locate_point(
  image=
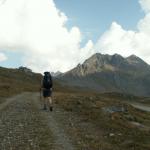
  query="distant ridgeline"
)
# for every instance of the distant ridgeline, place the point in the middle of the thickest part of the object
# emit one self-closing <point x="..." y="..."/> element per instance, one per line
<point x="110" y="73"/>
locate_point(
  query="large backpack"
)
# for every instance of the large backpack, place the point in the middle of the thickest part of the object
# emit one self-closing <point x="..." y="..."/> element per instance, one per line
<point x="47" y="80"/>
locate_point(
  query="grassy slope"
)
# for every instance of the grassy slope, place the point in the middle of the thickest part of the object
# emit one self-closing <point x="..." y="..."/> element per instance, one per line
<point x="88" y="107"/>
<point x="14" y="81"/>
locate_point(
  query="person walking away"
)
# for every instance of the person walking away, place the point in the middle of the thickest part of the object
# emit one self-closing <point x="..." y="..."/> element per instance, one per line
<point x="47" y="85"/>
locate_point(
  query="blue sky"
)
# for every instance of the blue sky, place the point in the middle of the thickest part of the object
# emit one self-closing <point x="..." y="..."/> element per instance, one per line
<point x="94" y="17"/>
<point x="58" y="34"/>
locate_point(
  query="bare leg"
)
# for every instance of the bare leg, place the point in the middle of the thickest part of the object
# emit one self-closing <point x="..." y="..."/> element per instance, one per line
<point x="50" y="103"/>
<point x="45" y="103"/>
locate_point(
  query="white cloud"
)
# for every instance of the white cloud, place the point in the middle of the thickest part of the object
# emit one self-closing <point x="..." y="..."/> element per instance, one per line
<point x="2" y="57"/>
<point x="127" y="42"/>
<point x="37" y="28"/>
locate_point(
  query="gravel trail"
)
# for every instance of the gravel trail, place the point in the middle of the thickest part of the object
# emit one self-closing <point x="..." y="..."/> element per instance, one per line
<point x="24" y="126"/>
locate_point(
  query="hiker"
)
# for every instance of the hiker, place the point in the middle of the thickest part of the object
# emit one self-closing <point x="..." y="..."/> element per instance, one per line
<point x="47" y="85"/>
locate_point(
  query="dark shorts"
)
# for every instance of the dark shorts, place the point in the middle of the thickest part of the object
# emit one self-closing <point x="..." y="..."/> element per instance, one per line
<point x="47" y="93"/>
*-*-*
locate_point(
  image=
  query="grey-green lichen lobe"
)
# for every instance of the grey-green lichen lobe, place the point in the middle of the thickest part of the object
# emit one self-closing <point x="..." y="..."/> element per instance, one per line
*-*-*
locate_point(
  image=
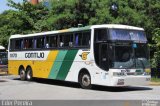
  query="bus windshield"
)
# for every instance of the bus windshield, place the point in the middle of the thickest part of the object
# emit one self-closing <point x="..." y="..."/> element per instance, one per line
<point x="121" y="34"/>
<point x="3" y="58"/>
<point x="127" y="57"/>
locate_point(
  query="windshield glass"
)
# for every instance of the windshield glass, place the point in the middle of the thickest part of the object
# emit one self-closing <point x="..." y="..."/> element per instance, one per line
*-*-*
AIM OF THE EXERCISE:
Show each line from the entries above that contains the string "person".

EXPECTED OUTPUT:
  query="person walking away"
# for every instance of the person walking away, place the point in the middle of the thickest part of the object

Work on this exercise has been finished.